Stated exercise 1: Transcribe the passage of the R tutorial from "If we want to access" to "class(oil_fields$producing_from)".
Stated exercise 2: In the R tutorial, what does the ggplot sub-field aes stand for?
Stated exercise 3: Resume the R plotting tutorial after its final line.

Document text:
---*---

If we want to look at the last few rows of our data frame, we can use the command tail:
tail(oil_fields, n=10)
If we want to get an overview of our data frame, we can use the str function.
str(oil_fields)
If we want to access an individual variable, we can use the $ character:
head(oil_fields$recoverable_oil)
Using the class command, we can see what format a certain variable is in (which we could also see from str for all the variables):
class(oil_fields$producing_from)
This is one of the nice things about the read_csv command from tidyverse, here we see that it automatically recognized the data as a date and converted to date format. Date’s can sometimes be tricky to work with in R. Here is an overview.
Now we can start working with our data.
Lets make a plot of the total amount of recoverable oil in a field and the date it started producing from:
We’ll use the function, ggplot
oil_fields %>% ggplot(aes(x=producing_from, y=recoverable_oil)) +
geom_point()
Let’s go carefully through this command.
First, within the ggplot command I specify which dataset (data frame) I want to use. In this case it is oil_fields.
Within ggplot there is a sub-field calles aes, which stands for aesthetics. Basically, this specifies how we are to translate the numerical data in our data set into a visual format. Here we say that we will represent producing_from as horizontal distance (x-axis) and recoverable_oil as vertical distance (y-axis). As we’ll see, there are other ways we can represent data as well, such as color, and marker size.
When this data is set, we want to add a layer. So we type + and then geom_point. This says we want to represent the data in the form of points. There are many different geoms to choose from, and often you will choose several. You can read more here or from the data-visualisation chapter of R for data science..
We can tidy up our chart a little by making our labels a bit more understandable.
ggplot(oil_fields, aes(x=producing_from, y=recoverable_oil)) +
geom_point() +
labs(x="", y="Recoverable Oil, Million SM3")

---*---

Image region labeling entries:
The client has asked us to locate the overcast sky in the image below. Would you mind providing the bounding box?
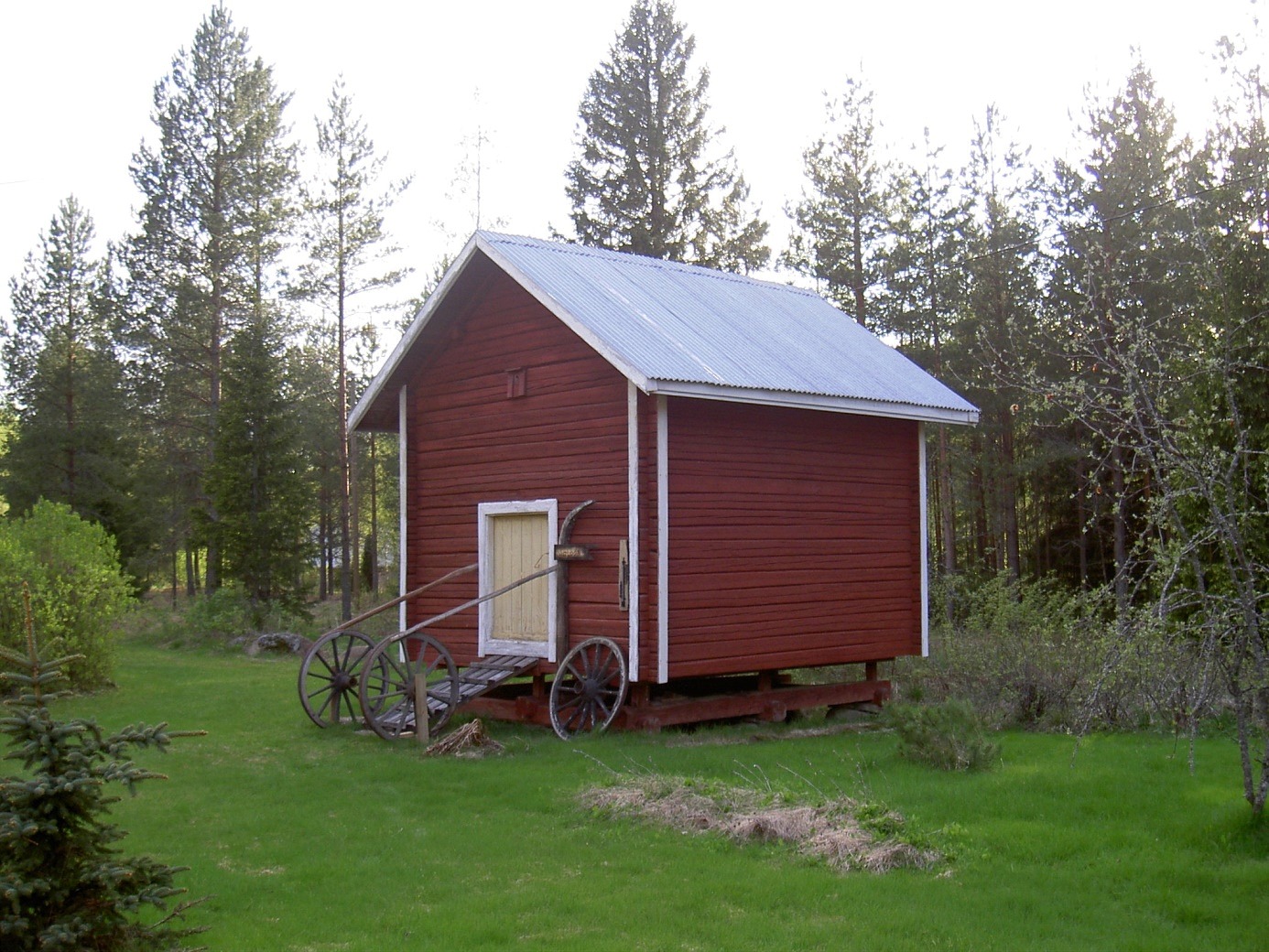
[0,0,1264,324]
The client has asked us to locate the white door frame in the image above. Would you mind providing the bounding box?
[477,499,559,661]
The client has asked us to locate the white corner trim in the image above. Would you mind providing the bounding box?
[656,394,670,684]
[916,423,930,657]
[625,381,642,680]
[397,387,410,631]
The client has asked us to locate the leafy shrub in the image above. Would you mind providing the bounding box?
[0,500,134,689]
[896,574,1209,730]
[0,586,197,952]
[885,700,1000,771]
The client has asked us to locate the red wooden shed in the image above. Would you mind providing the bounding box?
[351,231,977,728]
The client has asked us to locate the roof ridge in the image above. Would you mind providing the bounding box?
[479,231,822,299]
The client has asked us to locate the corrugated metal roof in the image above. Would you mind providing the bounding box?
[349,231,979,427]
[477,233,977,416]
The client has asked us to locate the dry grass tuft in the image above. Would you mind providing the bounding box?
[425,717,503,756]
[579,775,943,873]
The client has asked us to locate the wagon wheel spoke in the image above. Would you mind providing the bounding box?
[549,638,627,740]
[297,631,374,728]
[359,633,458,740]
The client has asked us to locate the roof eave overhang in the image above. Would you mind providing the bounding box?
[348,231,979,431]
[640,381,979,426]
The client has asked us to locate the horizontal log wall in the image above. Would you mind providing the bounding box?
[407,275,627,664]
[668,400,921,677]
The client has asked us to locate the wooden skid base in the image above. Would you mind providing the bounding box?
[460,677,890,731]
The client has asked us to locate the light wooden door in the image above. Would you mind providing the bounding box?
[490,513,549,644]
[481,500,556,659]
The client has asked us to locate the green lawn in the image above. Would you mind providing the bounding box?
[51,644,1269,949]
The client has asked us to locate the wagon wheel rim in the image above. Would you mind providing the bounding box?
[358,633,458,740]
[298,631,374,728]
[551,638,629,740]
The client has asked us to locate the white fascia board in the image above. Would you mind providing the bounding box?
[348,236,476,431]
[474,233,651,394]
[640,381,979,424]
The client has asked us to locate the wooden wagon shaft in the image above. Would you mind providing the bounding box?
[401,562,563,634]
[314,562,480,637]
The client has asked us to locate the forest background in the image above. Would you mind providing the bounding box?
[0,0,1269,811]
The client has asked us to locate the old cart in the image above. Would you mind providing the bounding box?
[298,502,628,740]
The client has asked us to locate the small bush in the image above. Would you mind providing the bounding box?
[895,574,1210,731]
[885,700,1000,771]
[0,500,134,689]
[0,586,200,952]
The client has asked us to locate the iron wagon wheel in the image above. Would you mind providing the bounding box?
[298,631,374,728]
[358,633,458,740]
[551,638,629,740]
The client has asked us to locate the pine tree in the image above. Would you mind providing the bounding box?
[960,106,1041,579]
[883,134,969,581]
[566,0,770,272]
[207,312,312,624]
[1048,63,1193,606]
[129,6,295,590]
[302,79,410,620]
[3,196,147,558]
[0,590,201,952]
[785,80,890,325]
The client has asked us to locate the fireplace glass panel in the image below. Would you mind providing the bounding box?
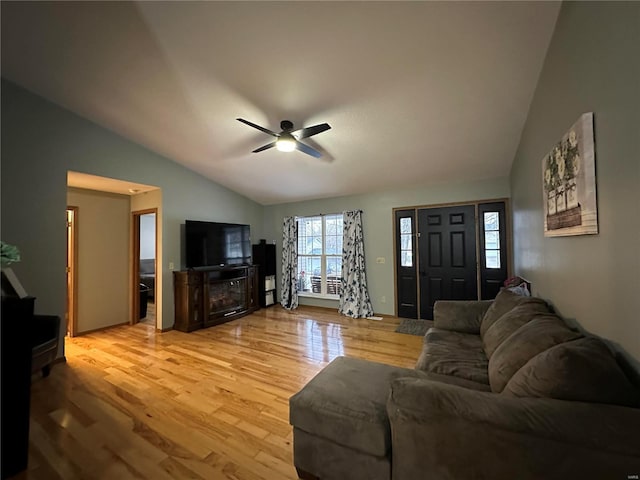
[209,278,247,315]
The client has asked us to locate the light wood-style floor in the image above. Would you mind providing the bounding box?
[14,306,422,480]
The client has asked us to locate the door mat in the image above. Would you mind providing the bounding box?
[396,318,433,336]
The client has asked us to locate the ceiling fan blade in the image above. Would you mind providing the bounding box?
[296,141,322,158]
[236,118,278,137]
[251,142,276,153]
[291,123,331,140]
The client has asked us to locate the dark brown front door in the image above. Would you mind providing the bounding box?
[418,205,478,319]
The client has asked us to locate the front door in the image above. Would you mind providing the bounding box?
[418,205,478,319]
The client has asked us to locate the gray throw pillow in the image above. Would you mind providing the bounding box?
[480,288,549,338]
[482,302,549,359]
[489,314,582,393]
[503,337,640,407]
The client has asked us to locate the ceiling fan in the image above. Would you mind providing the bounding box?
[236,118,331,158]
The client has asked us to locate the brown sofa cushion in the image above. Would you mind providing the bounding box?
[482,299,549,359]
[489,314,582,393]
[480,288,549,338]
[503,337,640,407]
[416,328,489,386]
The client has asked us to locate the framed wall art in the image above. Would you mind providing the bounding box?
[542,112,598,237]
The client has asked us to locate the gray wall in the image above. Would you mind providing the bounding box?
[1,79,263,336]
[263,177,509,315]
[511,2,640,361]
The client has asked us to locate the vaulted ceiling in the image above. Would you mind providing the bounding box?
[1,1,559,204]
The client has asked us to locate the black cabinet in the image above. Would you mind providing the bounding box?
[253,240,276,307]
[0,296,35,479]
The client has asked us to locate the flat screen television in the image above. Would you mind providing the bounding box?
[184,220,251,268]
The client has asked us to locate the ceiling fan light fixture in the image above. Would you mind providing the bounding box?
[276,135,296,152]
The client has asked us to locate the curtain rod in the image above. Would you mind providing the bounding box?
[293,209,362,220]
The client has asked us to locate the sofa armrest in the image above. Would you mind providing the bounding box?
[433,300,493,334]
[387,378,640,480]
[29,315,60,347]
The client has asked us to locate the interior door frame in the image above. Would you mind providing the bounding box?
[129,207,158,327]
[391,197,513,317]
[65,205,80,337]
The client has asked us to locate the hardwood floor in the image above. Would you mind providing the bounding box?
[14,306,422,480]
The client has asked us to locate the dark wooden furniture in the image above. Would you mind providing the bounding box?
[173,265,260,332]
[252,240,276,307]
[0,296,35,479]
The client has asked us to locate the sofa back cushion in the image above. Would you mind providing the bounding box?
[480,288,549,338]
[489,314,582,393]
[482,297,549,359]
[503,337,640,407]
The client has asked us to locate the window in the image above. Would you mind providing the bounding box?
[298,213,342,296]
[400,217,413,267]
[484,212,500,268]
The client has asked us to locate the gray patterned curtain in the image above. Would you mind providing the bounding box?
[280,217,298,310]
[338,210,373,318]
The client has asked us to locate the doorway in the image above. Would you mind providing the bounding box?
[65,207,78,337]
[131,208,158,325]
[394,200,509,319]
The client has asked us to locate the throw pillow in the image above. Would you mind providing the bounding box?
[503,337,640,407]
[489,314,582,393]
[482,302,549,359]
[480,288,549,338]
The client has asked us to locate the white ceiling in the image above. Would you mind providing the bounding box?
[1,1,559,205]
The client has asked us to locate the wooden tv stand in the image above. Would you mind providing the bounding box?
[173,265,260,332]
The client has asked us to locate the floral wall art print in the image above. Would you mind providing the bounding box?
[542,112,598,237]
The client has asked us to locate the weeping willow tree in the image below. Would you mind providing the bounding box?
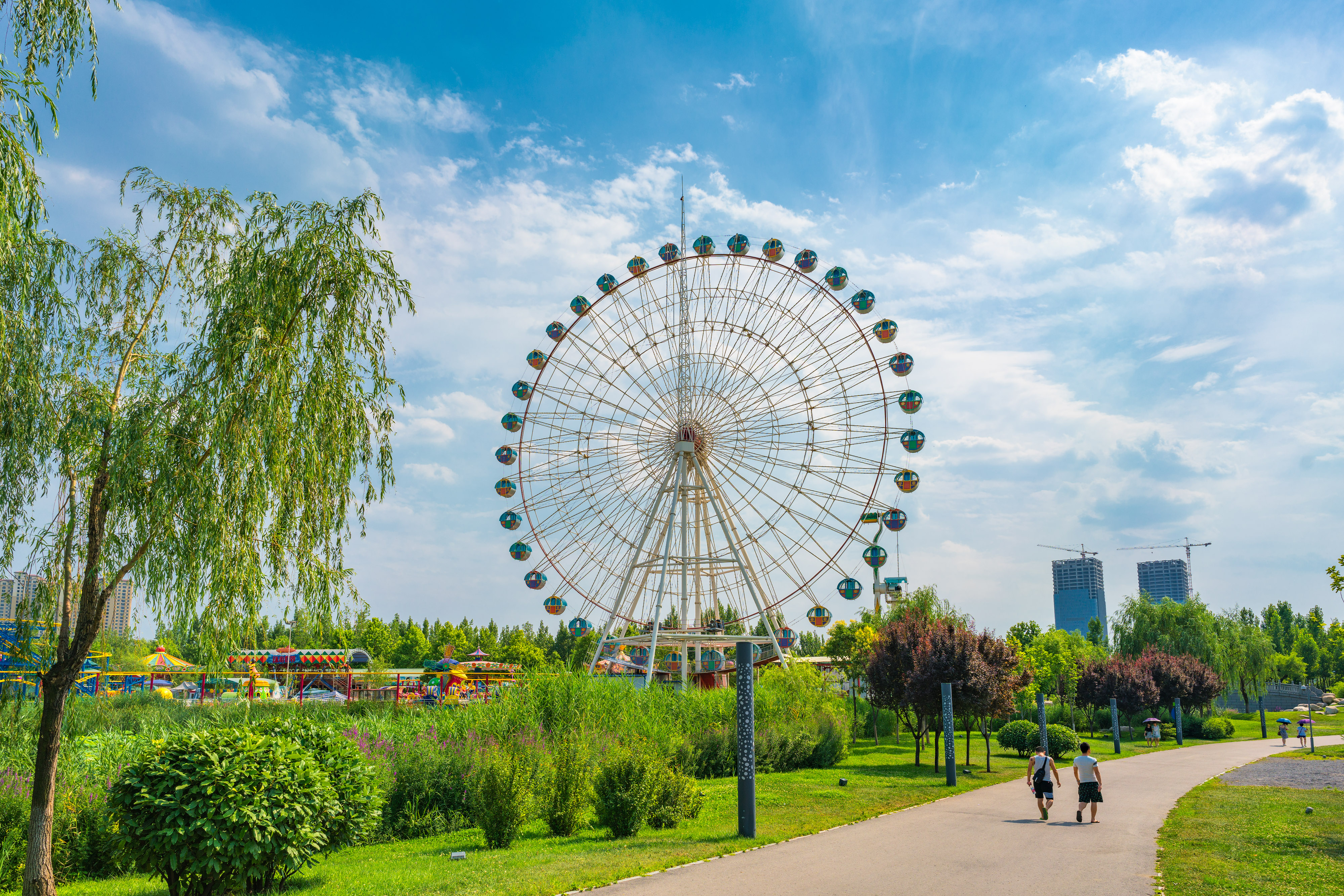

---*---

Exercise output 1:
If we want to access an individual variable, we can use the $ character:
head(oil_fields$recoverable_oil)
Using the class command, we can see what format a certain variable is in (which we could also see from str for all the variables):
class(oil_fields$producing_from)

Exercise output 2: It stands for aesthetics.

Exercise output 3:
Now we state the variable and unit on the y-axis. SM3 stands for standard cubic meter at 15 degrees celsius and under normal atmospheric pressure.
We can also look at a histogram to more clearly see the distribution of finds
ggplot(oil_fields, aes(x=recoverable_oil)) +
geom_histogram()
Here we see clearly that most finds tend to be small, but we have a “fat tail”, with a few super large fields. The outliers you see here are the Statfjord and Ekofisk fields, which were also the first two fields to be found.
Now lets say we want to create a new variable: extracted, which is the difference between the total amount of recoverable oil in each field and the remaining oil in the field (this data is a few years old so the amounts have changed a bit.)
oil_fields$extracted=oil_fields$recoverable_oil-oil_fields$remaining_oil
Now lets create another variable which gives us amount of investment per extracted SM3 of oil:
oil_fields$invest_per_millsm3 = oil_fields$total.invest/oil_fields$extracted
#or
#oil_fields["invest_per_millsm3"]=oil_fields$total.invest/oil_fields$extracted
In the field above, notice that I have written two ways of creating a new variable (corresponding to two ways of accessing a certain variable/column). You can either use the $ marker or use block quotes with the column name in quotes: [“var name”]. The latter method works for any type of variable name, where the former only works if the variable is one word.
Lets try a plot
ggplot(oil_fields, aes(x=recoverable_oil, y=invest_per_millsm3)) +
geom_point()
What does this plot tell us? Are there problems with the variables we have chosen to plot and the way we have chosen to plot them?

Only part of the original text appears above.